→ LISTED ENTRIES
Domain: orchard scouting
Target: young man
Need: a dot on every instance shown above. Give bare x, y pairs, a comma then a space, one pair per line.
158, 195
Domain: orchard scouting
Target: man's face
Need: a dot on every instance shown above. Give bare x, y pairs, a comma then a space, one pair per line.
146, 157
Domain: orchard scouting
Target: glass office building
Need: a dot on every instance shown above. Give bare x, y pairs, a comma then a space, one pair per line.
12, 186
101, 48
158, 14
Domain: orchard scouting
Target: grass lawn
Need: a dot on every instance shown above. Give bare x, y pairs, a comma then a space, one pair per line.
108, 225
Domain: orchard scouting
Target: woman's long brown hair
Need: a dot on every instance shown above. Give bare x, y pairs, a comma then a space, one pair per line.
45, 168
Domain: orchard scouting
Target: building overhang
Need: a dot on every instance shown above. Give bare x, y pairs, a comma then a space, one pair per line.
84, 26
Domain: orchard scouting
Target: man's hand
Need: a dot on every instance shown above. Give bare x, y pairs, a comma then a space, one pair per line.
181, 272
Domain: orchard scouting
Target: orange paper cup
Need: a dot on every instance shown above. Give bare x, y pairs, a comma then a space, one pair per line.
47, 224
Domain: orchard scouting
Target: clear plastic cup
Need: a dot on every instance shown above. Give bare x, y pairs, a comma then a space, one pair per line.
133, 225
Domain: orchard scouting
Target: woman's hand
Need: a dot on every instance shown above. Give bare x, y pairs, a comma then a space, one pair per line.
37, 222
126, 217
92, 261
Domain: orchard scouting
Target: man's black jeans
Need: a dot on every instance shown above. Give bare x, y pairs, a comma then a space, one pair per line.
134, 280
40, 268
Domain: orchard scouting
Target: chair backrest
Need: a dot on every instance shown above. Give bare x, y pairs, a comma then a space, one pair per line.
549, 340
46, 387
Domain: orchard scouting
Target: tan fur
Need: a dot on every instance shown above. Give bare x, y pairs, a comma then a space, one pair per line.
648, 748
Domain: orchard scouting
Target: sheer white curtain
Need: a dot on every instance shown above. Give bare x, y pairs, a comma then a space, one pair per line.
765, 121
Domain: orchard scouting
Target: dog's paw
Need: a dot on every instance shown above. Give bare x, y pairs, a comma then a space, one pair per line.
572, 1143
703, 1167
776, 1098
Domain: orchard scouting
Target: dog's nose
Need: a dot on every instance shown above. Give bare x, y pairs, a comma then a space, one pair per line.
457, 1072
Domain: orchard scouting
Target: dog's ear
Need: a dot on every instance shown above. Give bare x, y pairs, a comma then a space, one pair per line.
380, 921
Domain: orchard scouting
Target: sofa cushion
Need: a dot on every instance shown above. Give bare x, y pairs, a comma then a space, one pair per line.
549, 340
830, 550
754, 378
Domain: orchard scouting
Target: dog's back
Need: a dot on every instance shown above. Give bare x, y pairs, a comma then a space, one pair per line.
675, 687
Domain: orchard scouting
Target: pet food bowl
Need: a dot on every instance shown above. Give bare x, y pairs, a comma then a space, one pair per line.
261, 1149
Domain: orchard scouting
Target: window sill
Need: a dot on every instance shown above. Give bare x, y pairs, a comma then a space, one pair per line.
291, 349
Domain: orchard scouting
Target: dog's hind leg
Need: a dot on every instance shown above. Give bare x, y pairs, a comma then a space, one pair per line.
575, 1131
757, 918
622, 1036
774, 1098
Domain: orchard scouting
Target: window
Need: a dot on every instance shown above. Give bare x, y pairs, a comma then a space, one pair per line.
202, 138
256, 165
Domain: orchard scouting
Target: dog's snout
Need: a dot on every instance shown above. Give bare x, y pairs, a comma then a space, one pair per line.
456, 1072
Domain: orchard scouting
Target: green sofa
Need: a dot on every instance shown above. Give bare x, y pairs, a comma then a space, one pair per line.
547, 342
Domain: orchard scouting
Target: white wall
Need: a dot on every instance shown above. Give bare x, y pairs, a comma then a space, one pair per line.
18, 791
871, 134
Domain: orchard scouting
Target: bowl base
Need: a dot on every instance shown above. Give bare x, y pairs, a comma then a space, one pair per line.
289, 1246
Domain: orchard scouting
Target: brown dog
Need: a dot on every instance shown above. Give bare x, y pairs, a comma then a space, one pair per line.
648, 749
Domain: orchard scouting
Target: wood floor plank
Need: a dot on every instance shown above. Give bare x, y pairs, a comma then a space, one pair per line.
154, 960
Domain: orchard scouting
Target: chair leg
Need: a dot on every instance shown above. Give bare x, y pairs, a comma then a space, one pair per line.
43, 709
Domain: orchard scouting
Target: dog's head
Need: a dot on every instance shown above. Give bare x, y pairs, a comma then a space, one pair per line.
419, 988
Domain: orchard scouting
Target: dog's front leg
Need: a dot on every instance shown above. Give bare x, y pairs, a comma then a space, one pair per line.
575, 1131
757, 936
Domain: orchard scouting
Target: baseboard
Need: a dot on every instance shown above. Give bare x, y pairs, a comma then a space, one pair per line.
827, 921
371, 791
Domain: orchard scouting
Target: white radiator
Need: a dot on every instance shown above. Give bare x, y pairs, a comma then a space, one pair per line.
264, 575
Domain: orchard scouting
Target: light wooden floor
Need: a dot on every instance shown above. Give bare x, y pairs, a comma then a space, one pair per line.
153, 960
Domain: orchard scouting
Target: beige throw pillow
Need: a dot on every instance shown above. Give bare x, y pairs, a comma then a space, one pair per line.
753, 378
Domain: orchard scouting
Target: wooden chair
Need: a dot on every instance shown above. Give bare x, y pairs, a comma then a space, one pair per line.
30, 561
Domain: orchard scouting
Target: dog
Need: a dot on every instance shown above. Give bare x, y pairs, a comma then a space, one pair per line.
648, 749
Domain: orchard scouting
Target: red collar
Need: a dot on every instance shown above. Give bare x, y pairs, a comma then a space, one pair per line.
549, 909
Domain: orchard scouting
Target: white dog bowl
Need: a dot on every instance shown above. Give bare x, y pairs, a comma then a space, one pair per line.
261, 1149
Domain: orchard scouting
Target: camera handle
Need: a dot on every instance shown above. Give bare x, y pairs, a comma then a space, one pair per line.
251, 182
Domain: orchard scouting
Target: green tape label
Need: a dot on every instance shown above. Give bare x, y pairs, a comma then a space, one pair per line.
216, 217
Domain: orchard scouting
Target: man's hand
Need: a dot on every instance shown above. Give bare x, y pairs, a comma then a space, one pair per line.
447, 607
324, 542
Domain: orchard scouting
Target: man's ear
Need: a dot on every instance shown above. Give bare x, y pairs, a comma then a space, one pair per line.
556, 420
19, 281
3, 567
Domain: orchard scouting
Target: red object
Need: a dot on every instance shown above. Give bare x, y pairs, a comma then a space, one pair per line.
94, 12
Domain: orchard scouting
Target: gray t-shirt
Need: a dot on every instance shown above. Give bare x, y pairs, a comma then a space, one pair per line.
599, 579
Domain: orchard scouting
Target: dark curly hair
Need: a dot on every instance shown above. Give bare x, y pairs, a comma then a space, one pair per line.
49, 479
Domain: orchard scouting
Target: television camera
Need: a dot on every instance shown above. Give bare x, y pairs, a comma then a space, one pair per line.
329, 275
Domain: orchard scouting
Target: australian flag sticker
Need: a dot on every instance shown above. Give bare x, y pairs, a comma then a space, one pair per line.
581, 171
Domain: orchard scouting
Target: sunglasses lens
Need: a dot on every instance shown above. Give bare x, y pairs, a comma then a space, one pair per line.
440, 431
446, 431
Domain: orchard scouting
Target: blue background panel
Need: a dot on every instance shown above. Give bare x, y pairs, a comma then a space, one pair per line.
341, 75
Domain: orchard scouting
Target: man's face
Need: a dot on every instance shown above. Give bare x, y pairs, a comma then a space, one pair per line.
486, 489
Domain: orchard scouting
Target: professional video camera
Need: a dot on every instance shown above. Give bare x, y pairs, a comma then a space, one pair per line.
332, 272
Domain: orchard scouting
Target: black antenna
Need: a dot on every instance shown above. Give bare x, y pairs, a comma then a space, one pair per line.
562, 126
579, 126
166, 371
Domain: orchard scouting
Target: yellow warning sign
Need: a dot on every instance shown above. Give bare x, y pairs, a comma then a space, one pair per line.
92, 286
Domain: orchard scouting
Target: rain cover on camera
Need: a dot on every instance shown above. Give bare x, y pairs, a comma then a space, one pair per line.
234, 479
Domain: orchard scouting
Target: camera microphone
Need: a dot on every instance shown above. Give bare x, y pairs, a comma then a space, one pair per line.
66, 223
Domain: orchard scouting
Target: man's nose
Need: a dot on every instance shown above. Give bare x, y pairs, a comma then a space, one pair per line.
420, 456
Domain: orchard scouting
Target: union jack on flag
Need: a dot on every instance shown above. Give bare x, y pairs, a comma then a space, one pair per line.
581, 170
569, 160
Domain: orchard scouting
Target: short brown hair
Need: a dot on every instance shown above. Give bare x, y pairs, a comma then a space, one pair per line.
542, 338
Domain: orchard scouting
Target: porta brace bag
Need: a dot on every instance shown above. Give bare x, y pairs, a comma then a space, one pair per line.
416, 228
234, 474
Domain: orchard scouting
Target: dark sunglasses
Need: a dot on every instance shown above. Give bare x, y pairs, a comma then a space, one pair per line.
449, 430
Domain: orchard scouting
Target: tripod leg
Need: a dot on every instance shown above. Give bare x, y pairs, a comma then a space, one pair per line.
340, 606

→ WRITTEN INSTRUCTION
Count the lines in the records that contain the word "sofa". Reply with the number alone.

→ COMPLETE RESPONSE
2